WHAT NEEDS TO BE DONE -> Each record is to be printed again precisely as it reads.

DATA TO USE ->
⁂

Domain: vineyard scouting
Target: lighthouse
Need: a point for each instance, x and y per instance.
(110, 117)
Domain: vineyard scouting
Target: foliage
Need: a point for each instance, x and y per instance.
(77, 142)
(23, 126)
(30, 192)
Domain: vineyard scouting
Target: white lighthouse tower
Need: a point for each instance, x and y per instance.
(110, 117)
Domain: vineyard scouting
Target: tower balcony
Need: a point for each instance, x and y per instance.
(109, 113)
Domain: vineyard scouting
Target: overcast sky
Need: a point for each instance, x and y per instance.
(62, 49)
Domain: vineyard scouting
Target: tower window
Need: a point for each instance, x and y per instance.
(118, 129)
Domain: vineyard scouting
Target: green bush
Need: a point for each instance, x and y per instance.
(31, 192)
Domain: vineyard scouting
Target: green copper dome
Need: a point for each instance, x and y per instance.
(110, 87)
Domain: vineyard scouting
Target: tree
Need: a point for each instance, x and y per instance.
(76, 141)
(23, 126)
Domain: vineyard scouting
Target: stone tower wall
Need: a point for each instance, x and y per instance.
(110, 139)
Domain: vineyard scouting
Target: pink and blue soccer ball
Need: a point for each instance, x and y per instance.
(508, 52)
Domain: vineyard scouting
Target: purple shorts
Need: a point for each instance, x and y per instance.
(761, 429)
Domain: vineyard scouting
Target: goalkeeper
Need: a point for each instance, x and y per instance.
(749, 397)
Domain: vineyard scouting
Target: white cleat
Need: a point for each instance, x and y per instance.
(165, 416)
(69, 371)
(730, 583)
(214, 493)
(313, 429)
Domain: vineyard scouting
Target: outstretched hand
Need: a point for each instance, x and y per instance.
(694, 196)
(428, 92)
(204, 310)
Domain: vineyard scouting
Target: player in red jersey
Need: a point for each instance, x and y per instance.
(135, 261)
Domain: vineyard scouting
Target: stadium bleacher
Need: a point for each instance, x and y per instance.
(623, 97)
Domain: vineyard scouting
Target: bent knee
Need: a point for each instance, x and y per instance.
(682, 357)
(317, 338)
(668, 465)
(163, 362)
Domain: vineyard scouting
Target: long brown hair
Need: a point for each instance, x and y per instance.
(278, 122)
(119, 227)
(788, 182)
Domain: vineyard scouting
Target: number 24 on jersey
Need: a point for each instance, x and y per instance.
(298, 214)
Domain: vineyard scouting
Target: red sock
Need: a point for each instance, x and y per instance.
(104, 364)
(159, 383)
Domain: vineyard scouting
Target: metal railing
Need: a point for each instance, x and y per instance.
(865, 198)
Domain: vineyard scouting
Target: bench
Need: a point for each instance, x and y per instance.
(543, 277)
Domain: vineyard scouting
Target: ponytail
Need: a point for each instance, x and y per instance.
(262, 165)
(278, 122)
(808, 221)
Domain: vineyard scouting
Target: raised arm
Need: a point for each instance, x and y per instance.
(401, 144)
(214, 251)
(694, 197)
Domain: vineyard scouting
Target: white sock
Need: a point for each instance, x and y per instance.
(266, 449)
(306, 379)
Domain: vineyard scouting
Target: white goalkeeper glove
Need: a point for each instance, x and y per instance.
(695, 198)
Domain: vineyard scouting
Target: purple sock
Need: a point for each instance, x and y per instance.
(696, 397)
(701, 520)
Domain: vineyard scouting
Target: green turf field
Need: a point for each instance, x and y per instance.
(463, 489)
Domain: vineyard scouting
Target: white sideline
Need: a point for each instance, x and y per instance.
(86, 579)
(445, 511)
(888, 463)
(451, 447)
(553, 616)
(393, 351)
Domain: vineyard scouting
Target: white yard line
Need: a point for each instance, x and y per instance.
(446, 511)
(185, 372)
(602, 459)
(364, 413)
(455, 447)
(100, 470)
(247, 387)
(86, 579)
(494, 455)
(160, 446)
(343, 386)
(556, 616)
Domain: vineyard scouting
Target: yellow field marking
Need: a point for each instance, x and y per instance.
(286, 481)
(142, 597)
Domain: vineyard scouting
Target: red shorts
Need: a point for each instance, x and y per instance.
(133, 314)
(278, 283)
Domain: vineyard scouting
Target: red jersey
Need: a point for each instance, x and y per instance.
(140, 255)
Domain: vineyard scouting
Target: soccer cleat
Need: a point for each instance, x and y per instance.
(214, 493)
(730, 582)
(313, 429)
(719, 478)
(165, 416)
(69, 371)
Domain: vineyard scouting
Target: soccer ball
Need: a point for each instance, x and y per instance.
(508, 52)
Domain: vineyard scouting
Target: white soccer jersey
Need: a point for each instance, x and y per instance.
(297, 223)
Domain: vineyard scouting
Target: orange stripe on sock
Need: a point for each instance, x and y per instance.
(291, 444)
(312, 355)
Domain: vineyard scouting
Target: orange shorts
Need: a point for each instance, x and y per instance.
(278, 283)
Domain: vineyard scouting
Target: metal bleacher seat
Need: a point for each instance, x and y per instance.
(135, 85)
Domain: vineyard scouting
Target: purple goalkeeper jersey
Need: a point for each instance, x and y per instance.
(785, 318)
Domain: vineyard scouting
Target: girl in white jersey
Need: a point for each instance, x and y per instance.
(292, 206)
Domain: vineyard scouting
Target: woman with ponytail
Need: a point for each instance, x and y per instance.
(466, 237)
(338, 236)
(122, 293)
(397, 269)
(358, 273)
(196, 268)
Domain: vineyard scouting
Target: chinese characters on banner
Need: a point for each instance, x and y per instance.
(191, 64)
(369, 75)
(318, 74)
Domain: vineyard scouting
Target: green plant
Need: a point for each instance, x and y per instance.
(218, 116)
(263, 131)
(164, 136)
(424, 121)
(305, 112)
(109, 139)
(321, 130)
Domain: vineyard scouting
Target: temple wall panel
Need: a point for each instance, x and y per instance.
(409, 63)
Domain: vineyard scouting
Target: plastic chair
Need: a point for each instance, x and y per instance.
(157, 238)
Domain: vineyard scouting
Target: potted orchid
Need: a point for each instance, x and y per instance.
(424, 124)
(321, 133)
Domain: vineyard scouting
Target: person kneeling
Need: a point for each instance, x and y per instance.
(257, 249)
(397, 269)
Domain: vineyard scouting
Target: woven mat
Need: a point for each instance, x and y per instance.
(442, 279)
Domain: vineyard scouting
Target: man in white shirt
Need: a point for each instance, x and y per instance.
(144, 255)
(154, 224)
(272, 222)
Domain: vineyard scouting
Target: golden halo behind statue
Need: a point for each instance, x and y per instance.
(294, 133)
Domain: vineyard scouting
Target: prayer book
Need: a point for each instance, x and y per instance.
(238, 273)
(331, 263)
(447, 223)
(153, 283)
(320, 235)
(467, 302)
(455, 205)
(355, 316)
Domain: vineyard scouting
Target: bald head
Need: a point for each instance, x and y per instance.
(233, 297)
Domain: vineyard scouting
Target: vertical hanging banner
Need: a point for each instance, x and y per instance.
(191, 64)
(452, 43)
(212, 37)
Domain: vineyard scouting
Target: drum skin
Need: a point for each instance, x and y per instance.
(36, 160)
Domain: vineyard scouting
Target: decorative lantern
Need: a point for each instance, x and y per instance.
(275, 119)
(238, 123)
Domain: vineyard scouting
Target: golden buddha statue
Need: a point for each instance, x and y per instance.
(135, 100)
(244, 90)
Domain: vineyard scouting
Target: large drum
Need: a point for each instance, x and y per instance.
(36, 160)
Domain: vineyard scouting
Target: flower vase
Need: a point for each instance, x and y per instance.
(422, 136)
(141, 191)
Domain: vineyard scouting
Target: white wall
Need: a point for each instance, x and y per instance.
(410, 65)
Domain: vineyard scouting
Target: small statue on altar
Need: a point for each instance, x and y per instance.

⁂

FINAL RESULT ->
Domain: vineyard scouting
Target: lighthouse
Need: a point for each instance, x and y per instance.
(110, 117)
Domain: vineyard scouting
Target: foliage
Need: a point for each instance, x and y per instance.
(77, 142)
(23, 126)
(30, 192)
Domain: vineyard scouting
Target: white lighthouse tower
Need: a point for each instance, x and y per instance.
(110, 117)
Domain: vineyard scouting
Target: tower balcony
Need: a point for each instance, x and y per instance.
(109, 113)
Domain: vineyard scouting
Target: overcast sky
Need: a point for each instance, x and y per instance.
(62, 49)
Domain: vineyard scouting
Target: tower window
Need: a point for each instance, x and y per instance.
(118, 129)
Domain: vineyard scouting
Target: green bush
Need: a point for each instance, x and y per instance.
(31, 192)
Domain: vineyard scouting
Target: green copper dome
Need: a point for each instance, x and y per instance.
(110, 87)
Domain: vineyard scouting
Target: tree
Need: a point for each instance, x and y per instance.
(76, 141)
(23, 126)
Domain: vineyard scouting
Target: stone tower wall
Need: a point for each instance, x and y per instance.
(110, 139)
Domain: vineyard scouting
Target: pink and blue soccer ball
Need: a point for each instance, x and y per instance.
(508, 52)
Domain: vineyard scouting
Target: purple shorts
Need: a point for each instance, x and y per instance.
(761, 429)
Domain: vineyard scouting
Target: goalkeeper
Need: a point for each instance, x and y per instance.
(749, 397)
Domain: vineyard scouting
Target: white cleat
Need: a point for each instance, x and y per instance.
(165, 416)
(69, 371)
(730, 583)
(214, 493)
(313, 429)
Domain: vineyard scouting
Target: outstretched hand
Need: a point for each instance, x and y per instance.
(694, 196)
(428, 92)
(204, 310)
Domain: vineyard scouting
Target: player in red jersey
Need: a point for each instance, x and y per instance.
(135, 261)
Domain: vineyard scouting
Target: stadium bleacher
Need: a point for each instance, x and y per instance.
(623, 97)
Domain: vineyard scouting
Target: bent knee
Need: a point for each instance, x and y per instance.
(682, 357)
(317, 338)
(668, 465)
(163, 362)
Domain: vineyard scouting
Target: long brown hair
Need: a point for each instance, x and y per instance.
(278, 122)
(119, 227)
(788, 182)
Domain: vineyard scouting
Target: number 24 on jersey
Need: a point for each instance, x and y per instance.
(298, 214)
Domain: vineyard scouting
Target: red sock
Need: a point for each instance, x and y per instance.
(104, 364)
(159, 383)
Domain: vineyard scouting
Target: metal railing
Need: a point for each instance, x and y per instance.
(865, 198)
Domain: vineyard scouting
Target: bench
Need: a point for each instance, x and y per instance.
(543, 277)
Domain: vineyard scouting
Target: ponytail
Need: a point for each instance, x and y per instance.
(262, 165)
(278, 122)
(808, 221)
Domain: vineyard scouting
Target: raised arm
Need: a point for each instance, x and y per instance.
(401, 144)
(214, 251)
(694, 197)
Domain: vineyard scouting
Target: white sock
Need: a point for each instance, x and y per instance.
(266, 449)
(306, 379)
Domain: vineyard scouting
Target: white goalkeeper glove
Need: a point for each instance, x and y per instance.
(695, 198)
Domain: vineyard scouting
Target: purple sock
Need: a point for each instance, x and y per instance.
(696, 397)
(701, 520)
Domain: vineyard scouting
Target: green turf field
Need: a point for each instance, x and y per instance.
(463, 489)
Domain: vineyard scouting
Target: white sideline
Need: a point for each instance, x and y per instance.
(86, 579)
(445, 511)
(888, 463)
(451, 447)
(553, 616)
(393, 351)
Domain: vineyard scouting
Target: white yard line
Need: a point for each instance, x and y per instance.
(446, 511)
(185, 372)
(602, 459)
(364, 413)
(455, 447)
(100, 470)
(247, 387)
(86, 579)
(494, 455)
(160, 446)
(343, 386)
(556, 616)
Domain: vineyard scouting
Target: yellow field marking
Need: a point for each instance, x and y per instance.
(286, 481)
(142, 597)
Domain: vineyard scouting
Target: red shorts
Need: a point for each instance, x and y per instance.
(133, 314)
(278, 283)
Domain: vineyard scouting
Target: red jersey
Need: a point for each instance, x and y per instance.
(140, 255)
Domain: vineyard scouting
Target: soccer cleat
Need: a point for each instance, x and y per instance.
(214, 493)
(730, 582)
(313, 429)
(719, 478)
(165, 416)
(69, 371)
Domain: vineyard scouting
Target: soccer ball
Need: a point for each instance, x and y per instance.
(508, 52)
Domain: vineyard scouting
Target: white soccer jersey
Need: a point for each instance, x and y per instance.
(297, 223)
Domain: vineyard scouting
Target: orange stripe on sock
Need: a point for each instance, x and y per instance.
(291, 444)
(312, 355)
Domain: vineyard scouting
Target: orange shorts
Need: a point for each instance, x and y per instance.
(278, 283)
Domain: vineyard scouting
Target: metal bleacher seat
Need: a point for each instance, x and y per instance.
(135, 85)
Domain: vineyard scouting
Target: purple goalkeeper jersey
Need: a point for each instance, x and y per instance.
(785, 318)
Domain: vineyard scouting
Target: girl in white jersey
Need: a point for each instance, x and y per instance.
(292, 206)
Domain: vineyard scouting
Target: woman with ponytail
Need: a point for each instance, x and y per instance.
(466, 237)
(338, 236)
(122, 293)
(397, 269)
(358, 273)
(196, 268)
Domain: vineyard scouting
Target: chinese characters on banner
Need: a point for each instance, x and y per instance.
(191, 64)
(369, 75)
(318, 74)
Domain: vineyard scouting
Target: green plant
Need: a point for each instance, x and y per instance.
(218, 116)
(263, 131)
(164, 136)
(424, 121)
(305, 112)
(109, 139)
(321, 130)
Domain: vineyard scouting
Target: temple wall panel
Need: a point for each instance, x and y per instance.
(409, 63)
Domain: vineyard scouting
Target: plastic chair
Need: a point for each instance, x and y per instance.
(157, 238)
Domain: vineyard scouting
Target: potted orchid
Need: a point for each instance, x and y per instance.
(424, 124)
(321, 133)
Domain: vineyard scouting
Target: person kneeling
Need: a point for each instance, x and y per instance.
(257, 249)
(397, 269)
Domain: vineyard scouting
Target: woven mat
Need: a point for each instance, x and y per instance.
(442, 279)
Domain: vineyard scouting
Target: man in white shirt
Need: a point for each instance, x and y per instance.
(144, 255)
(154, 224)
(272, 222)
Domain: vineyard scouting
Target: golden halo behind statue
Need: a point for each instance, x and y per instance.
(294, 133)
Domain: vineyard scouting
Target: prayer book
Need: a point for each instance, x and y per instance.
(238, 273)
(331, 263)
(447, 223)
(153, 283)
(320, 235)
(467, 302)
(455, 205)
(355, 316)
Domain: vineyard scouting
Target: bald head
Need: a point for each instance, x and y per instance.
(233, 297)
Domain: vineyard scouting
Target: vertical hanging banner
Need: a point for each instance, x and y per instance.
(191, 64)
(452, 43)
(212, 37)
Domain: vineyard scouting
Target: drum skin
Need: a point for each instance, x and y per instance.
(36, 160)
Domain: vineyard scouting
Target: decorative lantern
Need: a point for each instance, x and y per instance.
(275, 119)
(238, 123)
Domain: vineyard scouting
Target: golden buddha statue
Need: a point for each instance, x and y per instance.
(135, 100)
(244, 90)
Domain: vineyard scouting
Target: large drum
Need: a point for each instance, x and y per instance.
(36, 160)
Domain: vineyard scouting
Target: flower vase
Need: a point for each instance, x and y per instance.
(422, 136)
(141, 191)
Domain: vineyard scouting
Target: white wall
Need: a point for each instance, x and y per instance.
(410, 65)
Domain: vineyard scouting
Target: small statue on altar
Need: a point for each instance, x and y per instance.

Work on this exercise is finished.